─── RECORDS FOR THE EXERCISE ───
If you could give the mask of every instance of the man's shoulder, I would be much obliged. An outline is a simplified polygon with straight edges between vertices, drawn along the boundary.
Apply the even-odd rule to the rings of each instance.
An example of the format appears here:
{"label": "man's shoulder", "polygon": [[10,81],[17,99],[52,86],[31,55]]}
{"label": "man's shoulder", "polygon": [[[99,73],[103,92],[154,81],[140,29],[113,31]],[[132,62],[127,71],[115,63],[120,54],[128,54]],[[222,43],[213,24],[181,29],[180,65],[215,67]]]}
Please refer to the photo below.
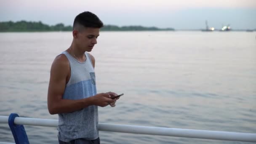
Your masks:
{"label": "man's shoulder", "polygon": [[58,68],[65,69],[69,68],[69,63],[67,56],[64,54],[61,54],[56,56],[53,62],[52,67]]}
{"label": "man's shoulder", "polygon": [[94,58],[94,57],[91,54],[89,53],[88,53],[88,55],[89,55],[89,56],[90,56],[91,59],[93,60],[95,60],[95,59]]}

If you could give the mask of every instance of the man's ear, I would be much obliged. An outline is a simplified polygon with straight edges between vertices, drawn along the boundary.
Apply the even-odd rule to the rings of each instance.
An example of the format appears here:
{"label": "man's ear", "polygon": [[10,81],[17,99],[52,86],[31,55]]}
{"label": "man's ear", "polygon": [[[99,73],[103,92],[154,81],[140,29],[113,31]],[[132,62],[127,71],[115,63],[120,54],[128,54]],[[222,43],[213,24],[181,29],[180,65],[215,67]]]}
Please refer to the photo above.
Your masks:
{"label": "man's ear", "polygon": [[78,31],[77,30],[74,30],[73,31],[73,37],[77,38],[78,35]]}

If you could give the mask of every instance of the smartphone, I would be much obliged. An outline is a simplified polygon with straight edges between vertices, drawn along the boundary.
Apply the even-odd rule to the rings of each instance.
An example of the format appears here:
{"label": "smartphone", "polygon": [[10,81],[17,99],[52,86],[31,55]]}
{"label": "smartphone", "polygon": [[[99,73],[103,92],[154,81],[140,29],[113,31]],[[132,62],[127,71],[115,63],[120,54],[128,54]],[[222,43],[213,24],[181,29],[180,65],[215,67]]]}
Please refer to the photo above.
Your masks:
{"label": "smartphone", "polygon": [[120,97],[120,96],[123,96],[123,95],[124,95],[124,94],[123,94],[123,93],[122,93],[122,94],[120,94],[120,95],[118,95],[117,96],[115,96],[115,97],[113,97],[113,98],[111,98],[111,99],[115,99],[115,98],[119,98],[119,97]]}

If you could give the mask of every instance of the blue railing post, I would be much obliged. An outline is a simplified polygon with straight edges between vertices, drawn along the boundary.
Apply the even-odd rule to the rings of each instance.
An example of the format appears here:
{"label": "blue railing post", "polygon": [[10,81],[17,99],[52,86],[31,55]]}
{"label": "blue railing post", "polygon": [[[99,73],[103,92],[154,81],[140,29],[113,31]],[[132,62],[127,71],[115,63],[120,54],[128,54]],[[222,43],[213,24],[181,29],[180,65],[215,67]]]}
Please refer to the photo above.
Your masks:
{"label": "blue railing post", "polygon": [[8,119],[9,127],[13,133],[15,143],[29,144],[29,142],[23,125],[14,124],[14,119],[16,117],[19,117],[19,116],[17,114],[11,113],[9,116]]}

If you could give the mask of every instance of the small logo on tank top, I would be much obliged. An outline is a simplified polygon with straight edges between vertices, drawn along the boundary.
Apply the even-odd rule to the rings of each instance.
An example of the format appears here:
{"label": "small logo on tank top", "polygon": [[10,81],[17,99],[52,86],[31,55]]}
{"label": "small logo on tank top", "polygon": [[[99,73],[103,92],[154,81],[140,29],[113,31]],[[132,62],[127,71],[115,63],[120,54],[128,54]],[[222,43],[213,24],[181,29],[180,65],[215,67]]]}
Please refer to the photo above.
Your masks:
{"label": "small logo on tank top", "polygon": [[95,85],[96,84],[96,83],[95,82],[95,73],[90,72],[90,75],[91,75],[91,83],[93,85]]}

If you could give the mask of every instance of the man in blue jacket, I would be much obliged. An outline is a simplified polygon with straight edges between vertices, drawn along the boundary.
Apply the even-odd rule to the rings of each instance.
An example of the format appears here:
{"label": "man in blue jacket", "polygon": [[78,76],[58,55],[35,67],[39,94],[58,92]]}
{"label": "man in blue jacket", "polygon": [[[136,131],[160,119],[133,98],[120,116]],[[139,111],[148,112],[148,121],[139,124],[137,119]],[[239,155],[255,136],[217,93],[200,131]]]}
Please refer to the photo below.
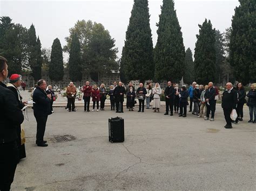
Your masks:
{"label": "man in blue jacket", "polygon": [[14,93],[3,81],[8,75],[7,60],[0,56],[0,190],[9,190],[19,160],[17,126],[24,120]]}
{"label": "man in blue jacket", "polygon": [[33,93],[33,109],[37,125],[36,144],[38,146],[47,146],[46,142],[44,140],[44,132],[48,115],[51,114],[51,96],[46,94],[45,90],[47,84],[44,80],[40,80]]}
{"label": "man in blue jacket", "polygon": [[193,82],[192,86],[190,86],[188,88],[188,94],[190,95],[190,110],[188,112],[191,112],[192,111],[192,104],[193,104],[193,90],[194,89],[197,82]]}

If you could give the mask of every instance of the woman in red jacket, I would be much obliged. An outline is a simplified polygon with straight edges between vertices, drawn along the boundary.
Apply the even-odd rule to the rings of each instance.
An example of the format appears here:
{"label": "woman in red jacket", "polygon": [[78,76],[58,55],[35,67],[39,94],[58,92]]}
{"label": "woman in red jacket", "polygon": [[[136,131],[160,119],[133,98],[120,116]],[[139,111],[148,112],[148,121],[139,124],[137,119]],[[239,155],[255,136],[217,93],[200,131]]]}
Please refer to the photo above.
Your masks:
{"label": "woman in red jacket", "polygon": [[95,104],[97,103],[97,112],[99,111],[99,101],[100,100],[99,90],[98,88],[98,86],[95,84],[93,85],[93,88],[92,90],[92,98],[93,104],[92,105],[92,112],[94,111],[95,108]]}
───
─── RECORDS FOR THE EXERCISE ───
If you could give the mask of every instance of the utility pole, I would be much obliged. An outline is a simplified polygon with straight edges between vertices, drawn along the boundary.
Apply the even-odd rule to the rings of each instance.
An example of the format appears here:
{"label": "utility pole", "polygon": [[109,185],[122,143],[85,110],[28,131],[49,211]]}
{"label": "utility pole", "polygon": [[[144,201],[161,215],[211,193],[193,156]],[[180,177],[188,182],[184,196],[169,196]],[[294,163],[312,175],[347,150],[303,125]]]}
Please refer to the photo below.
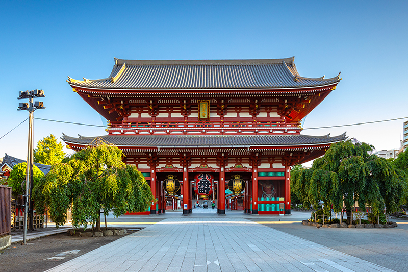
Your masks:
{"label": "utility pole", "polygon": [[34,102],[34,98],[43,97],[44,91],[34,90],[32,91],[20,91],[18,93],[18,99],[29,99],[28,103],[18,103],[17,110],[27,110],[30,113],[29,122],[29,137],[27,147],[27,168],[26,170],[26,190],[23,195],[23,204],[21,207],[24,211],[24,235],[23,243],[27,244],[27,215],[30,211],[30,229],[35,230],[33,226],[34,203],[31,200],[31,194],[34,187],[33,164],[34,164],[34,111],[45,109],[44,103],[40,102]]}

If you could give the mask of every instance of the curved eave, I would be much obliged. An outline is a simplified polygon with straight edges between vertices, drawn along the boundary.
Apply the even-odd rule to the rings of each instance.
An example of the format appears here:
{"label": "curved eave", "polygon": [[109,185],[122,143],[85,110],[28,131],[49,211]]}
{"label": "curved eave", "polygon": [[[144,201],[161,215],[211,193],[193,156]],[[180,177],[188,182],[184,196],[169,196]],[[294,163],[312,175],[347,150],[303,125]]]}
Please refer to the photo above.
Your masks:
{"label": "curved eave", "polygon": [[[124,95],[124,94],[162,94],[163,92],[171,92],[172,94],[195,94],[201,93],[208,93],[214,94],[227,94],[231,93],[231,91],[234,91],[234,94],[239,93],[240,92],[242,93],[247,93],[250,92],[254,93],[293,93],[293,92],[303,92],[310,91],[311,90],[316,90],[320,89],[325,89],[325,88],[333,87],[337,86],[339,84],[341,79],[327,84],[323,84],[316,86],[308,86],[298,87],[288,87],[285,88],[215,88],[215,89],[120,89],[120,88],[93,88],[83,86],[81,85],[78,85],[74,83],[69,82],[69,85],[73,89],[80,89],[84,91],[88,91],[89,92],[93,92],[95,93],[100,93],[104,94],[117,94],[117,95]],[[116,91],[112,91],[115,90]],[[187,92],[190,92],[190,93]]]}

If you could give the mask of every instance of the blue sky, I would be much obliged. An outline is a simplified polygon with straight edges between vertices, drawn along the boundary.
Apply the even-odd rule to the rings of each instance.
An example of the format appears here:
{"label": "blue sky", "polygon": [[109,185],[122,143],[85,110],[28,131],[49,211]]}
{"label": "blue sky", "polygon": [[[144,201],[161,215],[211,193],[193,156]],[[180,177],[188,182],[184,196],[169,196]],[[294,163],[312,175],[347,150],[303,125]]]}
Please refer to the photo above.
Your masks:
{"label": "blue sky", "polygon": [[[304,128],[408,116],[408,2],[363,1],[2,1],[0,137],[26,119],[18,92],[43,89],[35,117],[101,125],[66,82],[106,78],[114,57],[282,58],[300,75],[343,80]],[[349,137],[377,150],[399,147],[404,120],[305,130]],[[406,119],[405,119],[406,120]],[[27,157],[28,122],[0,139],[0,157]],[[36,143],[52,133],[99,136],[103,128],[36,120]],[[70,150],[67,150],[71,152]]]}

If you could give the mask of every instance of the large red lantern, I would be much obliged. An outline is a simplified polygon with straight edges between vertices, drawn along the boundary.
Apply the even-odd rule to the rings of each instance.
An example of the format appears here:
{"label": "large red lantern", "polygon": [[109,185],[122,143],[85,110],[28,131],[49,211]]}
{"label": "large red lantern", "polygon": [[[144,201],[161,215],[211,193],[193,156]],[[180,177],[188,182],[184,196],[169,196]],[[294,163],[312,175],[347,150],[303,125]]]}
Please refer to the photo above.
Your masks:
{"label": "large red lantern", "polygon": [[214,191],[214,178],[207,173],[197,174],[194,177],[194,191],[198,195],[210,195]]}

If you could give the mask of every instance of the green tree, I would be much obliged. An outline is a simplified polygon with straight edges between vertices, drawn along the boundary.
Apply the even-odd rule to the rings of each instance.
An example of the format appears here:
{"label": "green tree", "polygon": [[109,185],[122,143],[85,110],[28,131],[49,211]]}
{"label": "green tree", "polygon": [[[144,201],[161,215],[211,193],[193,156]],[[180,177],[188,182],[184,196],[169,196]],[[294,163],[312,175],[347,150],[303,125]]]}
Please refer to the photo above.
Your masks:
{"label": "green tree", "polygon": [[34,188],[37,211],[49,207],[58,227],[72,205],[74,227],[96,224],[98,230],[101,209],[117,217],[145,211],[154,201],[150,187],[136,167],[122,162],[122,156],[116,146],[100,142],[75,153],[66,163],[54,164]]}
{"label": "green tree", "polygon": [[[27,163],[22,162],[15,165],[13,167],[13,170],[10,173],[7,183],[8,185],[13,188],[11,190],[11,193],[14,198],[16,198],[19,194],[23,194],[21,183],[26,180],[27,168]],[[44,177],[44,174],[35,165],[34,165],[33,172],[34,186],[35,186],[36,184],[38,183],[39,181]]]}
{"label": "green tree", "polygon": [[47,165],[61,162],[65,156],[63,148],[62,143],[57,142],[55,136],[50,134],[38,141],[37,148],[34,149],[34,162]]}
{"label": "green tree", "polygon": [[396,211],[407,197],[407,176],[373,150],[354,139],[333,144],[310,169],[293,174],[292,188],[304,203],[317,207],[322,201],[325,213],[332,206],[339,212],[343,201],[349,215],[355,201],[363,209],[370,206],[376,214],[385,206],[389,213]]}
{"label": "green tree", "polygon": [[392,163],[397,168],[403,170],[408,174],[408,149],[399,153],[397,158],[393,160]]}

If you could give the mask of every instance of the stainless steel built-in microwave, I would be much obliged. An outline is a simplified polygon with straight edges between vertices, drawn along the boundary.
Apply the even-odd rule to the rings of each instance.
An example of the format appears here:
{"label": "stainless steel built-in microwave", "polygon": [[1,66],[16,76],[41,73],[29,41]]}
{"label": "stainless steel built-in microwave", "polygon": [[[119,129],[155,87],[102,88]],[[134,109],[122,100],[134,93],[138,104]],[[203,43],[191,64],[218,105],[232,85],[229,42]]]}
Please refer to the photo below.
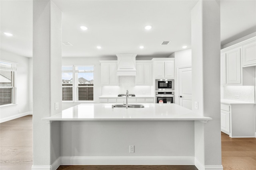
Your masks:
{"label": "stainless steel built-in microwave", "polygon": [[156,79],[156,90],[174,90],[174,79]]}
───
### AIM
Please list every line of the records above that contains the string "tree", treating uppercase and lowercase as different.

### FINISHED ANSWER
If you could give the mask of every instance of the green tree, I would be much obliged. An outline is a simplified polygon with straight edges between vertices, drawn along the boundary.
{"label": "green tree", "polygon": [[109,185],[122,143],[85,110],[28,131],[49,211]]}
{"label": "green tree", "polygon": [[[144,201],[161,215],[211,193],[193,156]],[[180,177],[188,182],[184,196],[169,196]],[[294,163],[312,175],[347,150],[303,125]]]}
{"label": "green tree", "polygon": [[34,188],[37,211],[49,207],[58,227],[72,205],[74,227],[96,224],[98,230],[101,209],[117,217],[145,211],[154,201],[150,187],[136,167],[122,162],[122,156],[116,146],[100,142],[75,153],[66,163],[54,164]]}
{"label": "green tree", "polygon": [[[27,163],[22,162],[15,165],[13,167],[13,170],[10,173],[7,183],[8,185],[13,188],[11,190],[11,193],[14,198],[16,198],[19,194],[23,194],[21,183],[26,180],[27,168]],[[44,177],[44,174],[35,165],[34,165],[33,172],[34,186],[35,186],[36,184],[38,183],[39,181]]]}
{"label": "green tree", "polygon": [[47,165],[61,162],[65,156],[63,148],[62,143],[57,142],[55,136],[50,134],[38,141],[37,148],[34,149],[34,162]]}
{"label": "green tree", "polygon": [[396,211],[407,197],[407,176],[373,150],[354,139],[333,144],[310,169],[293,174],[292,188],[304,203],[317,207],[322,201],[325,213],[332,206],[339,212],[343,201],[349,215],[355,201],[363,209],[370,206],[376,214],[385,206],[389,213]]}
{"label": "green tree", "polygon": [[392,163],[397,168],[403,170],[408,174],[408,149],[399,153],[397,158],[393,160]]}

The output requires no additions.